## EXCERTO DA FONTE
________________________

O que é espantoso, dito sobretudo por um ministro socialista, homem de cultura, que aparentemente não quer perceber exactamente o mesmo que os operadores também não querem perceber. Que, por exemplo, entre muitas outras coisas, a SIC e a TVI estão com estratégias de programação de índole monotemática e não generalista, que submetem o espaço da informação à estratégia de programação e de contra-programação dos canais, que, sobretudo a SIC, tem tido no ar mais telenovelas brasileiras do que a própria Globo (grave em matéria de respeito pela identidade cultural portuguesa), que o serviço público continua a fidelizar horizontal e verticalmente o seu prime time, limitando (censurando) desta forma ao género 'concursos' um slot fundamental para a construção da Cidadania neste país e para a formação de uma opinião pública esclarecida, chegando a ‘cilindrar’, por exemplo, uma comunicação ao país do próprio PR! 'Informações muito positivas', de todo...


Iniciado então o processo de constituição da ERC, é o monitor do Protocolo perante a tutela - que ‘pilotava’ o dito cujo à revelia do próprio regulador -, o nome de quem se passa a falar para a presidência da ERC (ainda não eram conhecidos os nomes dos membros que o iriam cooptar)...

Denunciada no próprio Parlamento a alegada 'instrução' do 'contra-regulador' pelo governo (ele próprio, governo, actuando como tal), ficava a suspeita pública sobre se teria sido exactamente assim.

As denúncias de orientação do nome do cooptado não só não eram desmentidas por quem de direito, como eram confirmadas nas entrelinhas a diferentes níveis, segundo a imprensa. Estaria assim a ser violada a própria Lei n.º 53/2005, de 8 de Novembro, que cria a ERC - Entidade Reguladora para a Comunicação Social, aprovada semanas antes pelo Parlamento!

O Artigo 17.º da Lei não deixava margem para enganos: "Cooptação" - "1 - No prazo máximo de cinco dias contados da publicação da respectiva lista na 1.ª série-A do Diário da República, os membros designados reunirão, sob convocação do membro mais velho, para procederem à cooptação do quinto membro do conselho regulador. 2 - Após discussão prévia, os membros designados devem decidir por consenso o nome do membro cooptado. 3 - Caso não seja possível obter consenso, será cooptada a pessoa que reunir o maior número de votos."

Reunidos os indigitados, eis que surge então fumo branco, vindo da Secretaria-geral da Assembleia da República:


"Declaração n.º 4/2006 - Designação por cooptação de um membro para o Conselho Regulador da ERC - Entidade Reguladora para a Comunicação Social. (...) Nos termos do n.º 2 do artigo 17.º da Lei n.º 53/2005, de 8 de Novembro, declara-se que foi designado por cooptação para fazer parte do Conselho Regulador da ERC - Entidade Reguladora para a Comunicação Social o Prof. Doutor José Alberto de Azeredo Lopes. Assembleia da República, 10 de Fevereiro de 2006. - Pela Secretária-Geral, a Adjunta, Maria do Rosário Boléo."

Confirmando-se o nome há muito comentado, permaneceria, portanto, a suspeita.

________________________

## MATERIAL LISTADO

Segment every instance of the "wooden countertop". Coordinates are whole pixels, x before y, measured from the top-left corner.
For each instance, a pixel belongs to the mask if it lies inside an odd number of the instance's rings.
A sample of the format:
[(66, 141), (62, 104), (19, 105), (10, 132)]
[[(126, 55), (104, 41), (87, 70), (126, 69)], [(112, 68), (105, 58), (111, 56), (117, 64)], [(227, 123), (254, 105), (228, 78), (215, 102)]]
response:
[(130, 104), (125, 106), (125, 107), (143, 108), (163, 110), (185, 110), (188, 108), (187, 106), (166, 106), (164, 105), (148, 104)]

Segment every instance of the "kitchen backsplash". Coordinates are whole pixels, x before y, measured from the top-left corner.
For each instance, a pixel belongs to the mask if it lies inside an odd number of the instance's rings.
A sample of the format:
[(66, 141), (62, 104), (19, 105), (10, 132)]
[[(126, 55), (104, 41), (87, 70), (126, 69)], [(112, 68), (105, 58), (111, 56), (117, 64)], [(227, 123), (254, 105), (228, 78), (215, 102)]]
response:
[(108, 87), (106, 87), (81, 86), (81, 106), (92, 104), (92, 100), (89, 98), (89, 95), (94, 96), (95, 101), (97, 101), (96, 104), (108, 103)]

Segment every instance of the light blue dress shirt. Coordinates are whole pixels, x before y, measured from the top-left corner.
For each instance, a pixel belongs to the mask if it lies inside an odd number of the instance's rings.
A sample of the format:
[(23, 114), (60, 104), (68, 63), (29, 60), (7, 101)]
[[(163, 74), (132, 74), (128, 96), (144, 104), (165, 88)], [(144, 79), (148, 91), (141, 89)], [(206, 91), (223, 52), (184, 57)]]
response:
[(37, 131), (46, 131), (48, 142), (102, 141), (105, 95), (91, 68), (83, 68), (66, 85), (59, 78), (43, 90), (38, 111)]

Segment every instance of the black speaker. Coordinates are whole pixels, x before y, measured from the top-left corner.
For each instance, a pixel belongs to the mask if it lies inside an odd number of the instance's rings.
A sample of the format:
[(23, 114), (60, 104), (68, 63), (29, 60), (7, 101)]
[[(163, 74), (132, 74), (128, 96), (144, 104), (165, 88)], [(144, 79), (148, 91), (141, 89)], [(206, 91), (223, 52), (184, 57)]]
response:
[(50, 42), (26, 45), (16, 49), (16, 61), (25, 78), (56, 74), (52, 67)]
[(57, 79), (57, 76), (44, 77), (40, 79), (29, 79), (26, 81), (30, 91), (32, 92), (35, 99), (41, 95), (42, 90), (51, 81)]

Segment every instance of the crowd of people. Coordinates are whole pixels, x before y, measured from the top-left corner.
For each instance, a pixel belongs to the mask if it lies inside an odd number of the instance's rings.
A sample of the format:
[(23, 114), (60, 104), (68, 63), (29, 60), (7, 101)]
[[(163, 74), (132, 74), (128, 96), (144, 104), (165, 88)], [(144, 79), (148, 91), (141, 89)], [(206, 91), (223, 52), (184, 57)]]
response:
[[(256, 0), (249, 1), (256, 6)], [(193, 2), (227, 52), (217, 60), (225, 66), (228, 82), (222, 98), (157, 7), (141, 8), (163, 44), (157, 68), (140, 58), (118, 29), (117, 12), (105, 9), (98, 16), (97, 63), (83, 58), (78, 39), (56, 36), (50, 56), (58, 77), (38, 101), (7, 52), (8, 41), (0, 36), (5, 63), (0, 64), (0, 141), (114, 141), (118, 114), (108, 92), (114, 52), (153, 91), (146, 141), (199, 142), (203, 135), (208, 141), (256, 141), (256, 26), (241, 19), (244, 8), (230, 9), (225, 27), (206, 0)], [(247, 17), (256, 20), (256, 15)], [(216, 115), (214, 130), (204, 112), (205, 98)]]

________________________

## EXERCÍCIO PROPOSTO A
Resuma em duas frases o texto acima sobre a criação da ERC.
## EXERCÍCIO PROPOSTO B
Dê seguimento ao texto sobre a criação da ERC, começando depois da sua última frase.

## RESULTADO FINAL A
O texto critica um ministro socialista por aparentemente não querer perceber, tal como os operadores, que a SIC e a TVI seguem estratégias de programação monotemáticas, que a SIC exibe mais telenovelas brasileiras do que a própria Globo e que o serviço público ocupa o seu prime time com concursos. Relata ainda que, na constituição da ERC, se falava de um nome para a presidência alegadamente orientado pelo governo, o que violaria o artigo 17.º da Lei n.º 53/2005, e que a cooptação de José Alberto de Azeredo Lopes, declarada a 10 de Fevereiro de 2006, confirmou esse nome e manteve a suspeita.

## RESULTADO FINAL B
Exigiria a transparência de todo este processo que, pelo menos, para que a suspeita não seja tão grosseira – dado que se continua a ouvir por aí à boca cheia acusações de governamentalização da ERC (ou melhor, para que por muito que nos assalte essa angústia possamos nos convencer a nós próprios que não, que isso não é verdade), que seja então divulgada pela Assembleia da República a Acta da reunião em que os indigitados escolheram a personalidade em causa, de preferência com especificação de requisitos, critérios de selecção e considerandos, adequação dos cooptáveis ao perfil traçado, etc.

Acta que, já agora, deve ser também colocada online (sempre se poupa algum papel à administração pública, isto caso sejam muitos os pedidos da Acta, o que para todos os efeitos também não deverá ser o caso, mas nunca se sabe, pode até ser uma bela peça de português e que por isso mesmo ande de boca em boca…).


Pode até imaginar-se que não tendo havido neste país, no entendimento dos indigitados, personalidades à altura para cooptar, ficassem em plena reunião numa perplexa hipnose, de tal maneira que mais não conseguissem senão soletrar apenas aquelas duas palavras tão divulgadas pelos media… Lopes, Azeredo, Azeredo, Lopes…

Este atrabiliário processo enredou-se assim numa teia profundamente lamentável, que descredibilizou o órgão - logo à nascença - e ainda o feriu da suspeita de governamentalização, o que, diga-se também em abono da verdade, nesta paróquia não é coisa para grande estranheza. Um pouco pior ainda: foi mesmo gerado, de forma um tanto perversa, a partir de enviesadas estratégias 'contra-regulatórias', sendo os próprios agentes dessas estratégias conduzidos agora à figura de 'reguladores'.

Um órgão em que os peritos seniores do sector estão em minoria, em que a minoria dos cooptáveis se reduziu aparentemente a um e um só, para além de, aparentemente também, os próprios socialistas quererem estar franciscanamente em minoria dando o órgão à oposição, o que, a ser assim, não deixa de ser mais um motivo de espanto. A maior estranheza será, evidentemente, se tanta menoridade junta acabar por dar um órgão maior…

Mas o mais espantoso será a confirmação daquilo que está à vista e que já aqui foi enunciado: a tutela parece achar que os operadores estão a fornecer 'informações muito positivas', que a 'ética de antena' está aí a toda a prova.

Conseguiu, ainda por cima, obter um Regulador com um presidente que vem da tarimba do protocolo com os próprios regulados (!) É, ela própria - tutela – “regulada”, via RTP, RDP e Lusa, pelos reguladores que o Estado indicou e que emanam maioritariamente de antigos cargos de direcção e administração dessas mesmas “desreguladas” empresas estatais...

Visto desta perspectiva, este regulador podia até ser já dispensado por falta provável de ‘encomendas’.
O que não é despiciendo, nesta crise e no actual comedimento.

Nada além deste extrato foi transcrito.